Material for the task below:

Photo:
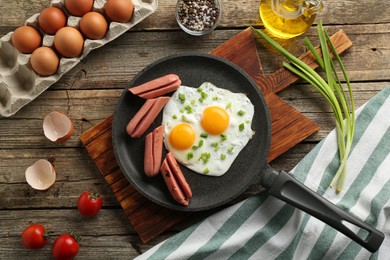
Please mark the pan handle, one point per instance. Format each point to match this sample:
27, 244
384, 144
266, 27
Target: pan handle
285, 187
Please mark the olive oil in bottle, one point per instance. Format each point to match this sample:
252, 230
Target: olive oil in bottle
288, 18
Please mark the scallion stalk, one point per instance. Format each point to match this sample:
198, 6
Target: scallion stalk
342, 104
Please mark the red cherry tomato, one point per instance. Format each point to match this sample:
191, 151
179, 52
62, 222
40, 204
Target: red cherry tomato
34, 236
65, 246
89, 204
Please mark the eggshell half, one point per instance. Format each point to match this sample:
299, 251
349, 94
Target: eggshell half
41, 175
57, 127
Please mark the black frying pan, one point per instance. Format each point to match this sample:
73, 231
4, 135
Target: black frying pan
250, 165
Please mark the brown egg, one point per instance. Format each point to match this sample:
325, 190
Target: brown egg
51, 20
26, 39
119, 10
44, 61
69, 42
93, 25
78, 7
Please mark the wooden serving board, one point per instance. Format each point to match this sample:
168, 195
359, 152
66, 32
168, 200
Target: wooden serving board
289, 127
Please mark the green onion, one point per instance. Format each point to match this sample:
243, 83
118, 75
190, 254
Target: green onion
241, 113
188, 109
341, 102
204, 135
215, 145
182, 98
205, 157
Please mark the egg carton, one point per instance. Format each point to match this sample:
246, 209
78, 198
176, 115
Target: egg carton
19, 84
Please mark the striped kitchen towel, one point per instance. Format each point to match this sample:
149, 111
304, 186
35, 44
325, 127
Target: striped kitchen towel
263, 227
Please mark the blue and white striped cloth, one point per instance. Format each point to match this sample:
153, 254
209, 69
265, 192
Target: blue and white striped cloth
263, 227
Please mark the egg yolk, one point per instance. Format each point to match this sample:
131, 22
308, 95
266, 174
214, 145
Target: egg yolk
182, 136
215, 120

End of Material for the task.
Material for the task below:

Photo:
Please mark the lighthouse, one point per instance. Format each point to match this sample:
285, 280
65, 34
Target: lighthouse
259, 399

End of Material for the task.

**Task goal:**
Give back exactly the lines above starting at the line where "Target: eggshell half" appears and ending at the line where "Please mark the green" appears, both included, with no other lines.

**Answer for the task:**
Target: eggshell half
41, 175
57, 127
Please mark the black frying pan, one point per instance. Format each point to match this sample:
73, 231
4, 135
Target: black frying pan
250, 165
Please mark the brown egg, one point per instance. Format each point to match this sample:
325, 190
Target: brown egg
51, 20
26, 39
119, 10
44, 61
69, 42
93, 25
78, 7
Please mark the wooden serving board, one point per instance. Format each point to match this sample:
168, 195
359, 152
66, 32
168, 200
Target: wooden serving board
289, 127
Please mark the green onion, one point per instance. Format each point to match this sample:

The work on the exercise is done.